===== Texto de lectura

Esa vida tan larga que nos escribe
«Si cada uno contara realmente su vida, sin florituras ni añadidos, no haría falta leer ninguna novela»
Rosa Chacel decía: la vida nos vive. Pero en realidad, habría que decir “la vida nos escribe”, por eso, si cada cual contara realmente su vida, sin florituras ni añadidos, no haría falta leer ninguna novela. Y aunque es en los diarios y en la correspondencia, donde se conoce realmente a un autor, por la supuesta inmediatez de lo consignado, las memorias también nos sirven para hacernos una idea de lo que pudo haber sido la vida de esos escritores que despiertan nuestra curiosidad. De hecho, los tres géneros son una de las lecturas preferidas en cierto momento de la vida de un lector avezado, tal vez ahíto (“La vie es triste, hélas/et j’ai lu tous les livres”, se quejaba Mallarmé en un poema, verso que yo he traducido por “La vida es triste, ¡ay! y lo he leído todo”) del mismo modo que, según dice Rafael Cansinos Asséns, en el proemio a sus memorias, “hay un momento en la vida de un escritor en que, cansado o desengañado, se siente reacio para la creación y vuelve la vista a sus recuerdos que le brindan el argumento de una novela vivida en colaboración con sus contemporáneos”.

==========

:: Objetivo ::
Enumere todos los escritores que se mencionan por su nombre en el texto de lectura sobre las memorias.

===== Datos proporcionados

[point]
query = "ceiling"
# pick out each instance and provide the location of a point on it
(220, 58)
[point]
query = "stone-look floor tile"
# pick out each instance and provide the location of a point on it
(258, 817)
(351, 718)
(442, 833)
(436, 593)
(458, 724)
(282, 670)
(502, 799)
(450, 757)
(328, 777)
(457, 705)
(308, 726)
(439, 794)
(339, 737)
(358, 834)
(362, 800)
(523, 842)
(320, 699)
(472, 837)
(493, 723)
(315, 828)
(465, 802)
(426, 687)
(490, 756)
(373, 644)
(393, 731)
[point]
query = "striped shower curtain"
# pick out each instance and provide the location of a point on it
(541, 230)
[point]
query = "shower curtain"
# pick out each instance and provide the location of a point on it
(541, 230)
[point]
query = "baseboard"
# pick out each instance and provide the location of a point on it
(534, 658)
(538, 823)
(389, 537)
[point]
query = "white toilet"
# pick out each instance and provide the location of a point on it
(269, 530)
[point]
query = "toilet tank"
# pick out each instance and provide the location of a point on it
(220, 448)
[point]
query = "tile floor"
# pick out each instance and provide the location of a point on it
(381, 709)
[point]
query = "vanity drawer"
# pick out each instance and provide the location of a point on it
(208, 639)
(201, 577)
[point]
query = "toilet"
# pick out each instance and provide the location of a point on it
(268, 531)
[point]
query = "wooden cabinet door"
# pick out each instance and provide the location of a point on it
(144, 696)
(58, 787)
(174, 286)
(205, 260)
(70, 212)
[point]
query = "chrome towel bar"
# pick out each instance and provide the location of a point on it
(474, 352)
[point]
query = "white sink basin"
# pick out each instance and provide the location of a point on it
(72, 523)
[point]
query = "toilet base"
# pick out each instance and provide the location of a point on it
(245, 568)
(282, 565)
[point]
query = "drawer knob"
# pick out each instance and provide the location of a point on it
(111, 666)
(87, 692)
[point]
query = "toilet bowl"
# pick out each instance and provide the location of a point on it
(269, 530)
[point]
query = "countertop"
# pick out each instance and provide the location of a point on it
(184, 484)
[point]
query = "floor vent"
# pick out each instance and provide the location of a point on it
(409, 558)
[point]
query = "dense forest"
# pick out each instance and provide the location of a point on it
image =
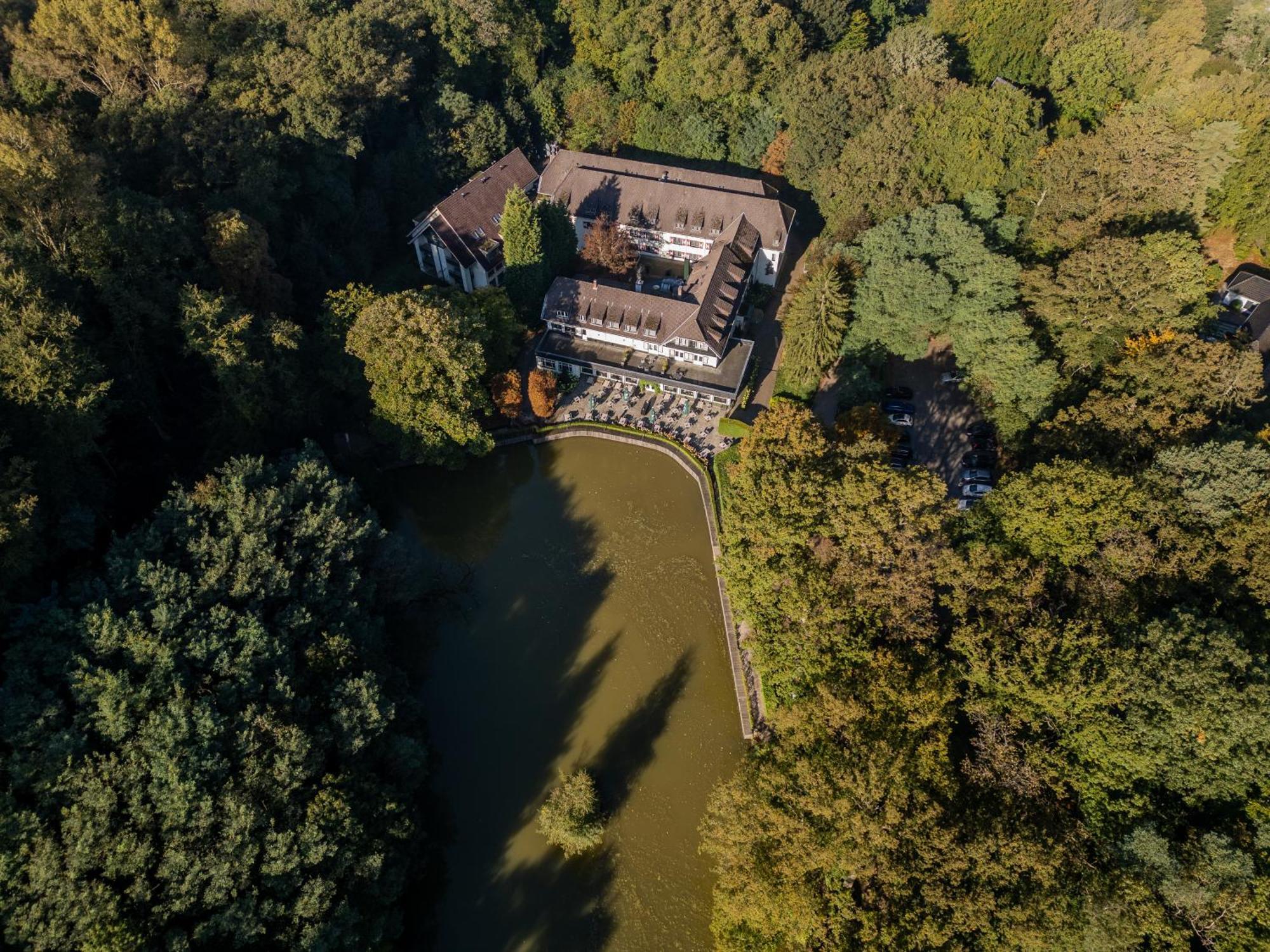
(1039, 724)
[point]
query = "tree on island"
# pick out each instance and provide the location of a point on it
(609, 248)
(570, 818)
(523, 253)
(425, 356)
(544, 390)
(506, 392)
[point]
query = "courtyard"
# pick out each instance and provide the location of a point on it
(692, 422)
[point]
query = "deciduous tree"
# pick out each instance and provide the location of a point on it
(211, 747)
(506, 392)
(1117, 288)
(608, 248)
(813, 324)
(544, 390)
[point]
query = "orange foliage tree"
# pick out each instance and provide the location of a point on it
(608, 247)
(506, 390)
(543, 393)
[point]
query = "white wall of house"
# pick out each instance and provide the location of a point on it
(686, 248)
(430, 251)
(768, 266)
(684, 352)
(1234, 299)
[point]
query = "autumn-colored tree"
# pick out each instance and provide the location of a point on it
(609, 248)
(506, 390)
(544, 390)
(777, 154)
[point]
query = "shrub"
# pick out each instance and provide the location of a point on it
(570, 818)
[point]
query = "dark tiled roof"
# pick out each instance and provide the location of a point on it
(703, 313)
(669, 199)
(725, 380)
(465, 219)
(1249, 285)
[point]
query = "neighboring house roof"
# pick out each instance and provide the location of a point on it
(467, 220)
(1249, 285)
(664, 197)
(703, 312)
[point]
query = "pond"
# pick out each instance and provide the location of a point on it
(591, 637)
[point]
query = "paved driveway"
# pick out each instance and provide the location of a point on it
(944, 412)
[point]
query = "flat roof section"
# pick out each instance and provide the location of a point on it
(725, 380)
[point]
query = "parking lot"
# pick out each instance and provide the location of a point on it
(694, 423)
(944, 413)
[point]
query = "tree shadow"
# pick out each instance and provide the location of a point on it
(511, 671)
(629, 747)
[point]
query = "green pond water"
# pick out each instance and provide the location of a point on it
(590, 637)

==========

:: Solución del ejercicio ::
Rosa Chacel, Mallarmé, Rafael Cansinos Asséns